Text block:
* start *

1. Evidentiary rulings. The plaintiff argues that many of the judge's evidentiary rulings excluding certain testimony and electronic communications were an abuse of discretion. For several of her challenges, the plaintiff fails to identify in the record which communications and testimony were improperly excluded. As citation to the record is required for appellate argument, we will treat as waived a number of these claims. See Mass. R. A. P. 16 (a) (9) (A), as appearing in 481 Mass. 1628 (2019). To the extent that she does cite to the record, the exclusion of the communications and testimony were not an abuse of discretion.
“Evidentiary rulings determining relevance, probative value, and prejudice are left to the sound discretion of the trial judge.” Commonwealth v. West, 487 Mass. 794, 805 (2021). When reviewing an evidentiary decision, we do not disturb the judge's ruling simply because we may have reached a different result. Laramie v. Phillip Morris USA Inc., 488 Mass. 399, 414 (2021). Instead, we will only disturb the judge's evidentiary rulings where “the judge ‘made a clear error of judgment in weighing the factors relevant to the decision such that the decision falls outside the range of reasonable alternatives.’ ” Commonwealth v. Adams, 495 Mass. 600, 602 (2025), quoting L.L. v. Commonwealth, 470 Mass. 169, 185 n.27 (2014).
As a preliminary matter, the plaintiff conflates relevance with admissibility at numerous points in her brief. We find no abuse of discretion in exclusions where the plaintiff does not offer a proper reason for admissibility.
Regarding the electronic communications, the plaintiff specifically identifies several text messages between Dr. Heyne and Dr. McNeill as improperly excluded. However, there was no abuse of discretion in excluding Dr. Heyne's messages where the plaintiff failed to identify a proper nonhearsay reason for their admission.4 Even if these messages were not hearsay, their exclusion was not an abuse of discretion where the judge considered the danger of prejudice in admitting them, noting that the messages may portray Dr. Heyne as an expert witness, when he is not, and result in confusion for the jury. We also discern no abuse of discretion regarding the plaintiff's challenges to several excluded messages from Dr. McNeill. Several of her text messages were properly excluded as speculative, while others were excluded because any probative value was substantially outweighed by the danger of unfair prejudice. See Mass. G. Evid. § 403 (2025). As the judge's evidentiary rulings were well within the range of reasonable alternatives, we will not disturb them.

* end *

Recorded data:
* start *

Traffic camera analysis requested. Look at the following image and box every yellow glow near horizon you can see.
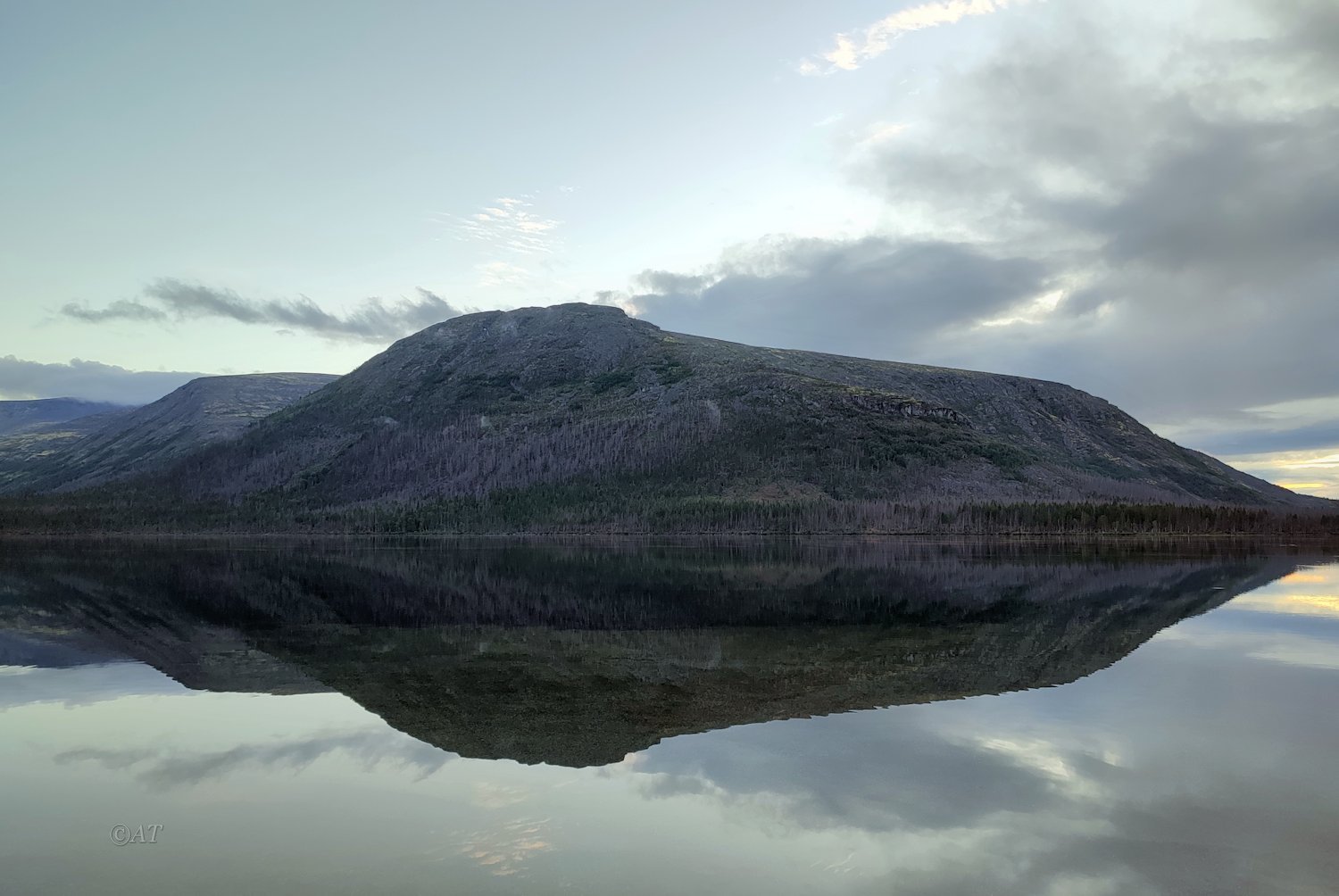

* end *

From the passage on evidentiary rulings, extract the stretch from "1. Evidentiary rulings." through "not an abuse of discretion.", reproducing it word for word. The data is not needed for this work.

Response:
1. Evidentiary rulings. The plaintiff argues that many of the judge's evidentiary rulings excluding certain testimony and electronic communications were an abuse of discretion. For several of her challenges, the plaintiff fails to identify in the record which communications and testimony were improperly excluded. As citation to the record is required for appellate argument, we will treat as waived a number of these claims. See Mass. R. A. P. 16 (a) (9) (A), as appearing in 481 Mass. 1628 (2019). To the extent that she does cite to the record, the exclusion of the communications and testimony were not an abuse of discretion.